Goal of the exercise:
Reproduce the listing from its first line up to and including the line with "column 933, row 228", substituting "Audit note" for every "Review note" and leaving all else unchanged.

# start of Listed records

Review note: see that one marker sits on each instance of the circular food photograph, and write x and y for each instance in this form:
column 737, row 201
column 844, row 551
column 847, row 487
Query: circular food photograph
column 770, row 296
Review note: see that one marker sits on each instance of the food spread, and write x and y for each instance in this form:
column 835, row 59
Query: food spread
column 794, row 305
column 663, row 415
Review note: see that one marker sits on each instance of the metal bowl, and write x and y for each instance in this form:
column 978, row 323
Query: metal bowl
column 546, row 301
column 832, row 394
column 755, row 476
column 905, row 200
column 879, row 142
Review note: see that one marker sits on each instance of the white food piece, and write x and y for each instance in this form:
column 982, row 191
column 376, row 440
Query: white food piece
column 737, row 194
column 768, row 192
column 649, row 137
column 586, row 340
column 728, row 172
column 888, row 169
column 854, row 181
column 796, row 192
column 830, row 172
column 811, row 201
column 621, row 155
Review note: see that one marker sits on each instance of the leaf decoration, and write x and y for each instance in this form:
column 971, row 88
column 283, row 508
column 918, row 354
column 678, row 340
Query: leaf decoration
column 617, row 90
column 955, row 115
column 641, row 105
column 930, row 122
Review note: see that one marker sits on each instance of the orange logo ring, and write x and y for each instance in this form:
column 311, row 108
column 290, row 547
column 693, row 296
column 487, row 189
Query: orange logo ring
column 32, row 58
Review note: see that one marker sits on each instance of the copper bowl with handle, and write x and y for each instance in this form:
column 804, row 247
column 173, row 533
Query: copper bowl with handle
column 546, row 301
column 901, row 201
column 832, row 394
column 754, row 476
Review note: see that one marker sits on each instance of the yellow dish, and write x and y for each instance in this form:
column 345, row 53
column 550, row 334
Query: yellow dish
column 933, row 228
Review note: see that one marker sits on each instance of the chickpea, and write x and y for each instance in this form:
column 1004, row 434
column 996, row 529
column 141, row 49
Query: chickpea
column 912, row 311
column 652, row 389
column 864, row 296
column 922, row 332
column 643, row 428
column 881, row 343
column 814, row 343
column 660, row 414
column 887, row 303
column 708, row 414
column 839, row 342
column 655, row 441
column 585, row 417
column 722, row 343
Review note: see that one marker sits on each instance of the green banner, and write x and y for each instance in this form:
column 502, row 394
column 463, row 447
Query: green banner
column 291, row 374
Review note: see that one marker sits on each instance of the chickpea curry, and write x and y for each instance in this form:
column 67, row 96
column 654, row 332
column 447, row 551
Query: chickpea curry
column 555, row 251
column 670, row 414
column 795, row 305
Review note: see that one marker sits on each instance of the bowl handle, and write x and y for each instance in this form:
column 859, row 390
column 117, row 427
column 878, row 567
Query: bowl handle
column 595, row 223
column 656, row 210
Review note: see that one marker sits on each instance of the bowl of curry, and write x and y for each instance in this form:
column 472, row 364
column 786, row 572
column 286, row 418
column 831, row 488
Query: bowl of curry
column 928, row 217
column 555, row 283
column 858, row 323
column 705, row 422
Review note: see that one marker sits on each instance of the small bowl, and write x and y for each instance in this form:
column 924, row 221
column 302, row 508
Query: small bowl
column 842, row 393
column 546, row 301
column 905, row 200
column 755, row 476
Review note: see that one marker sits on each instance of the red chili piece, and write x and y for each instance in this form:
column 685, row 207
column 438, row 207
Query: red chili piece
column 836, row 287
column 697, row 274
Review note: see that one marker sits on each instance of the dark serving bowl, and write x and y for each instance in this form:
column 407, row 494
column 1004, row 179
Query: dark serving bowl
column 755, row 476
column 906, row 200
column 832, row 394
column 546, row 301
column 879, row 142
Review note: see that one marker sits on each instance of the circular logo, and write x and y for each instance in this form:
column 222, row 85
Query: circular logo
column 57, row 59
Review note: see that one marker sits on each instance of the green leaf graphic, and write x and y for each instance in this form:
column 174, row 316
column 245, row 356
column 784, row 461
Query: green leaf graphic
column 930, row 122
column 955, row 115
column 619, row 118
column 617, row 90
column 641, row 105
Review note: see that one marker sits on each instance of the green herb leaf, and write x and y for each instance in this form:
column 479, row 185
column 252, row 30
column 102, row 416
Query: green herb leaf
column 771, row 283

# end of Listed records

Answer in full:
Audit note: see that one marker sits on each instance of the circular food photograph, and write x and y for each instance in this form:
column 737, row 201
column 844, row 551
column 847, row 487
Query: circular food photograph
column 770, row 296
Audit note: see that one marker sits on each instance of the food spread, and write x and y for each instance in this form:
column 835, row 59
Query: food spread
column 794, row 305
column 663, row 415
Audit note: see that one marker sits on each instance of the metal bowl, and write x and y for each instance in this form:
column 978, row 323
Query: metal bowl
column 546, row 301
column 832, row 394
column 755, row 476
column 905, row 200
column 879, row 142
Audit note: see that one marker sits on each instance of the white food piece, and write x and y for each instance in this form:
column 982, row 191
column 376, row 440
Query: white food piece
column 737, row 194
column 768, row 192
column 649, row 137
column 586, row 340
column 728, row 172
column 888, row 169
column 854, row 181
column 796, row 192
column 830, row 172
column 811, row 201
column 621, row 155
Audit note: see that one marker sits on each instance of the leaf decoration, and write x and y for each instance in this form:
column 971, row 88
column 283, row 508
column 918, row 354
column 678, row 340
Query: leaf decoration
column 617, row 90
column 955, row 115
column 641, row 105
column 930, row 122
Audit note: see that one marker sits on each instance of the orange logo ring, and write x and y for each instance in this form:
column 311, row 108
column 290, row 547
column 693, row 296
column 487, row 189
Query: orange logo ring
column 32, row 58
Audit note: see that one marker sits on each instance of the copper bowl with handle, and write x and y for each instance in this form:
column 804, row 247
column 173, row 533
Query: copper bowl with handle
column 546, row 301
column 901, row 201
column 832, row 394
column 754, row 476
Audit note: see that one marker sits on each instance of the yellow dish, and write x and y for each instance in this form:
column 345, row 53
column 550, row 334
Query: yellow dish
column 933, row 228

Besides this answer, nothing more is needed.